→ PROBLEM DETAILS: Once the line with "Target: promotional sign" is found in the entries below, print it and each following line exactly, stopping after the line with "like x=400, y=131."; print nothing else.

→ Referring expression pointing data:
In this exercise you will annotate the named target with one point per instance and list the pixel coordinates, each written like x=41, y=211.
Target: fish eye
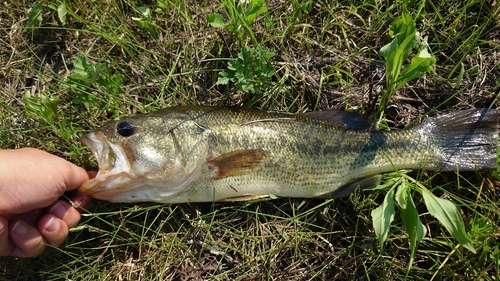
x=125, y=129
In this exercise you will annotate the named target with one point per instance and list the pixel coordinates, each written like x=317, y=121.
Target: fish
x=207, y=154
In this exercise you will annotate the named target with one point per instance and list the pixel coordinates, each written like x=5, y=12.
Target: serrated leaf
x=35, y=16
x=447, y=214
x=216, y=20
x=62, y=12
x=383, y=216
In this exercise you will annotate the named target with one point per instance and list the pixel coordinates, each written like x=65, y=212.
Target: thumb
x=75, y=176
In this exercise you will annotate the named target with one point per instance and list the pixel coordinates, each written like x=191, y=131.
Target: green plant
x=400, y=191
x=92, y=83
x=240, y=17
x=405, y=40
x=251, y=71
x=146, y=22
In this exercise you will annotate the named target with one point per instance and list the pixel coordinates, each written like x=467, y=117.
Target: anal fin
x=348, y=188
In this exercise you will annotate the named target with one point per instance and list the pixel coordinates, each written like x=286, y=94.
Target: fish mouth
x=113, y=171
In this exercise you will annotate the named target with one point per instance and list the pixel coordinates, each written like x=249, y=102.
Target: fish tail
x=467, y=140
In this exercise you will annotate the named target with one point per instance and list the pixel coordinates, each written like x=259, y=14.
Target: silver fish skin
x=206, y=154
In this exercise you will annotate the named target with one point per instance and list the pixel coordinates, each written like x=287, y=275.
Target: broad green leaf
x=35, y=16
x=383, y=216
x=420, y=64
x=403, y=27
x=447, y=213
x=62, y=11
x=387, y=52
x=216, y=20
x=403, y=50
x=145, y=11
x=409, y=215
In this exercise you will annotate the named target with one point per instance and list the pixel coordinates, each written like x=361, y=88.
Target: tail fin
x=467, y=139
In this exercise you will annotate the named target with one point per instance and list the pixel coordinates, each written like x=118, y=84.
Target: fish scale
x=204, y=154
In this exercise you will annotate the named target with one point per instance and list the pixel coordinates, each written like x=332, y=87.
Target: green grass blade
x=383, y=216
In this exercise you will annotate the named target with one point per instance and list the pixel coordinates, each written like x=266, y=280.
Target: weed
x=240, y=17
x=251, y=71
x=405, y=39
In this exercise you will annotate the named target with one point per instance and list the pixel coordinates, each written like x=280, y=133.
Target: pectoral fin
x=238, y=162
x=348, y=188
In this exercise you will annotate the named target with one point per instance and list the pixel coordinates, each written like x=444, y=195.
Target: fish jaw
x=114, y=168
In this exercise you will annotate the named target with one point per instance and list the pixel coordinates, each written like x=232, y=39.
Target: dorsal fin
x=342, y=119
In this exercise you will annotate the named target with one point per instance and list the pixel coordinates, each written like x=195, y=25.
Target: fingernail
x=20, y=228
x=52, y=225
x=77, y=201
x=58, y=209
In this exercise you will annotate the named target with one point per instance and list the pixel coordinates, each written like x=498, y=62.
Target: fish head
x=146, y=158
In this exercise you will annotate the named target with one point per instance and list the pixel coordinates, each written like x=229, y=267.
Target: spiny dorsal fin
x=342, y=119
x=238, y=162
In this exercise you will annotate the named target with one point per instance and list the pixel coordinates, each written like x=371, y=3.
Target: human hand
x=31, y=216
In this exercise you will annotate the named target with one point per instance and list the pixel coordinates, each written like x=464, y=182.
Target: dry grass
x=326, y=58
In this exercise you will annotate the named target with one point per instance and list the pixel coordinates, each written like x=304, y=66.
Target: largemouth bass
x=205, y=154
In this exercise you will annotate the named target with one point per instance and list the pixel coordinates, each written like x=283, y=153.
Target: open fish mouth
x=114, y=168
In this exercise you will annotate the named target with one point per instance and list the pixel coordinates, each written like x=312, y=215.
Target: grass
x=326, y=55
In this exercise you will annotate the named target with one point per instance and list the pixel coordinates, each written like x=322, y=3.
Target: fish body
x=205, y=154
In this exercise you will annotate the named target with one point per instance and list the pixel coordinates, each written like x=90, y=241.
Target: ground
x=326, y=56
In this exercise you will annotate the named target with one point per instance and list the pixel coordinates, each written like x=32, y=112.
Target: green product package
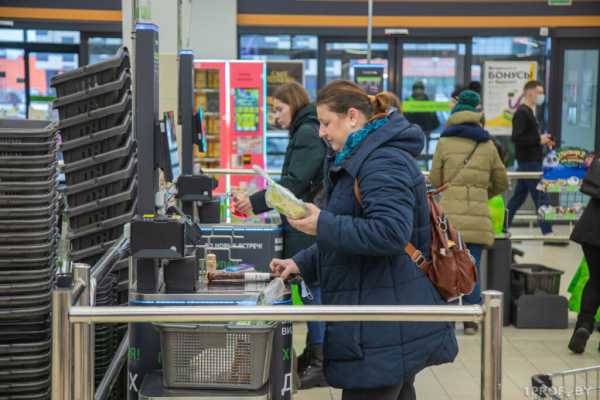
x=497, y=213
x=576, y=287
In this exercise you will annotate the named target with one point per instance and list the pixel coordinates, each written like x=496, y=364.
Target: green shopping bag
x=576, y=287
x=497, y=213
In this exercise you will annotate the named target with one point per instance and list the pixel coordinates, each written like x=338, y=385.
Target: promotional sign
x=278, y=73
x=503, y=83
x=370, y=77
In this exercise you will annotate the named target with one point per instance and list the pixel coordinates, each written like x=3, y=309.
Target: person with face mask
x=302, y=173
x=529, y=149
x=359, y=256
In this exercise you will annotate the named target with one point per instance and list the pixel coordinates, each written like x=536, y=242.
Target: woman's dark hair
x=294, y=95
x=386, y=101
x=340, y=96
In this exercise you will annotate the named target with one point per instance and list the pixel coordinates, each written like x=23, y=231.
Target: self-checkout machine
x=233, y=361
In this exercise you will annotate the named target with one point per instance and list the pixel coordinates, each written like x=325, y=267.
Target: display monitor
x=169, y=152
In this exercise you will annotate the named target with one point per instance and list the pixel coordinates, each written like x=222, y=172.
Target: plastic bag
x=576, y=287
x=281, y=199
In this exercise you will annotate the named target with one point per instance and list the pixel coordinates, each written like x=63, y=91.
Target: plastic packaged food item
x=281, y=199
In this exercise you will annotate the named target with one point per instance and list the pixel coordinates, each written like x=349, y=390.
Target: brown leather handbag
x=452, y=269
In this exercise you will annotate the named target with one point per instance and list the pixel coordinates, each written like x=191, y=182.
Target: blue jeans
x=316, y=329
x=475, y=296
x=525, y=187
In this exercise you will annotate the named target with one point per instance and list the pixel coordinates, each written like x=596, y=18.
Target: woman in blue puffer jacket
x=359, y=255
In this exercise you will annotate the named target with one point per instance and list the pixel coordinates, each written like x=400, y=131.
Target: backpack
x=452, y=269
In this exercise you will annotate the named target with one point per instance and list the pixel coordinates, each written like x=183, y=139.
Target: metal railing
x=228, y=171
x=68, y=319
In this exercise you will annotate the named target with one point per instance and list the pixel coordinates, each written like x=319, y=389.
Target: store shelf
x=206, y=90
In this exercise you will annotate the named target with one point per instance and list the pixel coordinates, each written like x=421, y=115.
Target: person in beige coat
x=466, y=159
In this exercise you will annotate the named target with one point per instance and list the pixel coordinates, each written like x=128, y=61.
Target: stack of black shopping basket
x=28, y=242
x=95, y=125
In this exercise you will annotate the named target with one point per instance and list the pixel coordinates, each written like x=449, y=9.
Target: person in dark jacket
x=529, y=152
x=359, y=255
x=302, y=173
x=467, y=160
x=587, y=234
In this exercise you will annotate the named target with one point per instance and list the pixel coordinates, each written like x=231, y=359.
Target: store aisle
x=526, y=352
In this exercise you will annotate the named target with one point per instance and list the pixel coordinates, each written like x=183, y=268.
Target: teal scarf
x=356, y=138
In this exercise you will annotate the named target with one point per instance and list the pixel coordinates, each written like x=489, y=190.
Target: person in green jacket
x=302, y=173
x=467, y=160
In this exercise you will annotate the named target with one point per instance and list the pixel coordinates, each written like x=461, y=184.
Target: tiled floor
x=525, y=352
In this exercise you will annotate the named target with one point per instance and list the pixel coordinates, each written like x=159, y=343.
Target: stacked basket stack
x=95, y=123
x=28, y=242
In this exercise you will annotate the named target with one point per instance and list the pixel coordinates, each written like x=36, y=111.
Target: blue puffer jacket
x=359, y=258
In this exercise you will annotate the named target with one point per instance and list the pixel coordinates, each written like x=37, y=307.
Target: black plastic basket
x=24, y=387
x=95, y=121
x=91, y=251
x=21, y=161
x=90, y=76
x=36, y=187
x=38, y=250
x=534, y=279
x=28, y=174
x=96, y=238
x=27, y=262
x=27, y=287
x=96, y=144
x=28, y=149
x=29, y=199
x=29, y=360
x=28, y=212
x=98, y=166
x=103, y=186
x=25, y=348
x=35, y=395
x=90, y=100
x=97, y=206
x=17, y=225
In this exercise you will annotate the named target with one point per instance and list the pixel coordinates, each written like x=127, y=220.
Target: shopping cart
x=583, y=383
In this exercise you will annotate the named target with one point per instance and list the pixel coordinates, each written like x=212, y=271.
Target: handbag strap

→ SOLUTION:
Target: promotional sign
x=278, y=73
x=503, y=83
x=370, y=77
In this exercise you will annotate the named target with one point per instance and list the pixel coordinates, each written like x=3, y=309.
Target: person with face mask
x=302, y=173
x=529, y=149
x=359, y=256
In this exercise you will annotate the named target with one point per instance and list the pixel coordinates, each written like x=536, y=242.
Target: woman's dark hair
x=294, y=95
x=386, y=101
x=340, y=96
In this exercise you will annotate the named target with one point per instance and list the pixel coordinates, each written like x=23, y=231.
Target: self-checkout machine
x=233, y=361
In this exercise you will annotate the named target with one point per instance and list the pixel coordinates, each written like x=325, y=267.
Target: display monitor
x=169, y=152
In this exercise you will annotate the named target with one point per instance and list the pixel coordinates, each written like x=222, y=172.
Target: plastic bag
x=576, y=287
x=281, y=199
In this exercise you will annotate the named target with one point per instance and list the pixel coordinates, each written like x=63, y=91.
Target: plastic packaged food item
x=281, y=199
In this exercise you will annotate the named target with one point per instance and list the pixel coordinates, each written like x=349, y=390.
Target: brown leather handbag
x=452, y=269
In this exercise you will annotate the named target with one point per instance and list the pixel coordinates, each written like x=191, y=182.
Target: blue jeans
x=316, y=329
x=475, y=296
x=525, y=187
In this exercise you will annotate the named target with one point per instance and list the pixel coordinates, each written like x=596, y=18.
Target: woman in blue puffer jacket
x=359, y=255
In this exercise you will annotate the named target with one point per instance and list the pixel coordinates, each written like x=400, y=131.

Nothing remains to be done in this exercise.